> _EXERCISE DESCRIPTION_: What lines in the material hold the string "entry"? Return every one of them.

> _DATA_:
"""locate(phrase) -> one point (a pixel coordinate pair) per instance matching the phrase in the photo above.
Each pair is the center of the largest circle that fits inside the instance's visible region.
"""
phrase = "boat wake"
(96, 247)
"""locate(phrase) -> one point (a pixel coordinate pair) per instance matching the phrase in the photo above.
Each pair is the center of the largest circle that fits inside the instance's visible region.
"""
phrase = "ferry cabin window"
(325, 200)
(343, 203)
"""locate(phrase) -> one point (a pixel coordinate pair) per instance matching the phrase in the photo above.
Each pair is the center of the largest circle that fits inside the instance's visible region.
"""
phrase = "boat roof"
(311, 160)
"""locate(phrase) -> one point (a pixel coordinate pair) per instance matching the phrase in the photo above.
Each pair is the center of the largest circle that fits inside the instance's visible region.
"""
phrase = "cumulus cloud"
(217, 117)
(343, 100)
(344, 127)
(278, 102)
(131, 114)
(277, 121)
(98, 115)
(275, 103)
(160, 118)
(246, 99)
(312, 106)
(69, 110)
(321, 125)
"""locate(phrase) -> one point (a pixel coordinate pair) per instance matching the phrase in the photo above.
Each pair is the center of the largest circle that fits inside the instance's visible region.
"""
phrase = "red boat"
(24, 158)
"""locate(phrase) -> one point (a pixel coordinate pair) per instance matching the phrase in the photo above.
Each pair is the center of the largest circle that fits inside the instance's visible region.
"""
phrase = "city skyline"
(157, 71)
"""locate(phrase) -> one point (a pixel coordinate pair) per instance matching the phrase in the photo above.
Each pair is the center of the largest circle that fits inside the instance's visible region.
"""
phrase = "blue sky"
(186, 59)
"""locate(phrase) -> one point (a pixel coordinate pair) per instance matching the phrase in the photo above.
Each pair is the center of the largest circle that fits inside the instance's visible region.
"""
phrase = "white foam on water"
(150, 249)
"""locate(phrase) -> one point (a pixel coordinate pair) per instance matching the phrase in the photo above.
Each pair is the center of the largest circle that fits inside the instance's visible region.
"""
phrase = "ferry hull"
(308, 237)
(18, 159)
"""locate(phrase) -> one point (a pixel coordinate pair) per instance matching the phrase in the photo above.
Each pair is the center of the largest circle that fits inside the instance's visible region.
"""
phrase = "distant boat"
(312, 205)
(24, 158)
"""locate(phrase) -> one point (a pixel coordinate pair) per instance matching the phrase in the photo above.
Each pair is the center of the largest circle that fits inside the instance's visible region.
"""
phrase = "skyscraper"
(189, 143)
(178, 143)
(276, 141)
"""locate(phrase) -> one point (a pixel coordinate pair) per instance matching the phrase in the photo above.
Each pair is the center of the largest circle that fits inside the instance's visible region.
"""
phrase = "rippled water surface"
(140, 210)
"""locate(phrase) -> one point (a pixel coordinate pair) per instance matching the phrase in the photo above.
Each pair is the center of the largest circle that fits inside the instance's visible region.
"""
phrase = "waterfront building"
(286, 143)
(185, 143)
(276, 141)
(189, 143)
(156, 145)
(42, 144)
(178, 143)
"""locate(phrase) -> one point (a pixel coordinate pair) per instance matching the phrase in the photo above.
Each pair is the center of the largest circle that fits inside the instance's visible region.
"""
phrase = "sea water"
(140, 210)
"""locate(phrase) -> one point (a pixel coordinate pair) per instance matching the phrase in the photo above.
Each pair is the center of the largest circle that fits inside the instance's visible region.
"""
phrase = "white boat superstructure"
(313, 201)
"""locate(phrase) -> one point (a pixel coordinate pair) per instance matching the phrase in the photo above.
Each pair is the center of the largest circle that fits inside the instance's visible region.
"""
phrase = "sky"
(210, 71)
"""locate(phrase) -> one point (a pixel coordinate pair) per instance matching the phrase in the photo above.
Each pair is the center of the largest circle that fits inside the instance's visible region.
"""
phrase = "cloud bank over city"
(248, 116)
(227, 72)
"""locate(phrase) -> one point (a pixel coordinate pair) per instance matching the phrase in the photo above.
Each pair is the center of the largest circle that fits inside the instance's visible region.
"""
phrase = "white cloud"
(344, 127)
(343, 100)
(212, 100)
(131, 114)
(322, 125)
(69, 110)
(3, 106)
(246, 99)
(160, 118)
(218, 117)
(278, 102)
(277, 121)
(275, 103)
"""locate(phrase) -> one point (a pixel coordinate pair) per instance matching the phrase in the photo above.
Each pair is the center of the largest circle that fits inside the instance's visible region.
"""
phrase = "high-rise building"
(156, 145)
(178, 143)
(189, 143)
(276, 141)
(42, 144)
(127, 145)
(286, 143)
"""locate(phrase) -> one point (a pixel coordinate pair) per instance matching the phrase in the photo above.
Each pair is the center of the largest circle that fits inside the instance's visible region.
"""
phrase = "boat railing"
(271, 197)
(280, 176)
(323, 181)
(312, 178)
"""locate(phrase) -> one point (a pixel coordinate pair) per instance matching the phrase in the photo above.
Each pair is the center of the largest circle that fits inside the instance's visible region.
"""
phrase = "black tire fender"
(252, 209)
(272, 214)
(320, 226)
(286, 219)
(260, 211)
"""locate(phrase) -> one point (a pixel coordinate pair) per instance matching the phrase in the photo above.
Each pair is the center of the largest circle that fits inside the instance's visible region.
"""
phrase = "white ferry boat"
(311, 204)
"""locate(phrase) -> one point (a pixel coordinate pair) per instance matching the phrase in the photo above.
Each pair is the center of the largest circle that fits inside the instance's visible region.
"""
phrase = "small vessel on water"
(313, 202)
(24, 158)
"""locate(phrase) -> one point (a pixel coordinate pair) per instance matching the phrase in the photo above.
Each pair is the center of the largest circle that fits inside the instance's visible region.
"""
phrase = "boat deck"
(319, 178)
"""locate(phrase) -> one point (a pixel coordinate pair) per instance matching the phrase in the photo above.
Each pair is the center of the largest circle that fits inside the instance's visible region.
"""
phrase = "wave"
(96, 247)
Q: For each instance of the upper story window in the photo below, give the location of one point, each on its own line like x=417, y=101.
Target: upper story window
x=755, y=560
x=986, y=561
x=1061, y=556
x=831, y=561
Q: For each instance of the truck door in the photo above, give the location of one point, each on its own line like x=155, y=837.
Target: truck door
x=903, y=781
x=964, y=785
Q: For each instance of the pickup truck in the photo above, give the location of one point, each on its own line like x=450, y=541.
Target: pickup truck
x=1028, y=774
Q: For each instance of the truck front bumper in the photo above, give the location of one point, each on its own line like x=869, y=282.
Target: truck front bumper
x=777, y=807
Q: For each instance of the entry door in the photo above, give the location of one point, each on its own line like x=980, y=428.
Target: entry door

> _TASK RESULT_:
Q: For each instance of the entry door in the photo above, give the location of one point, each on its own line like x=980, y=428.
Target: entry door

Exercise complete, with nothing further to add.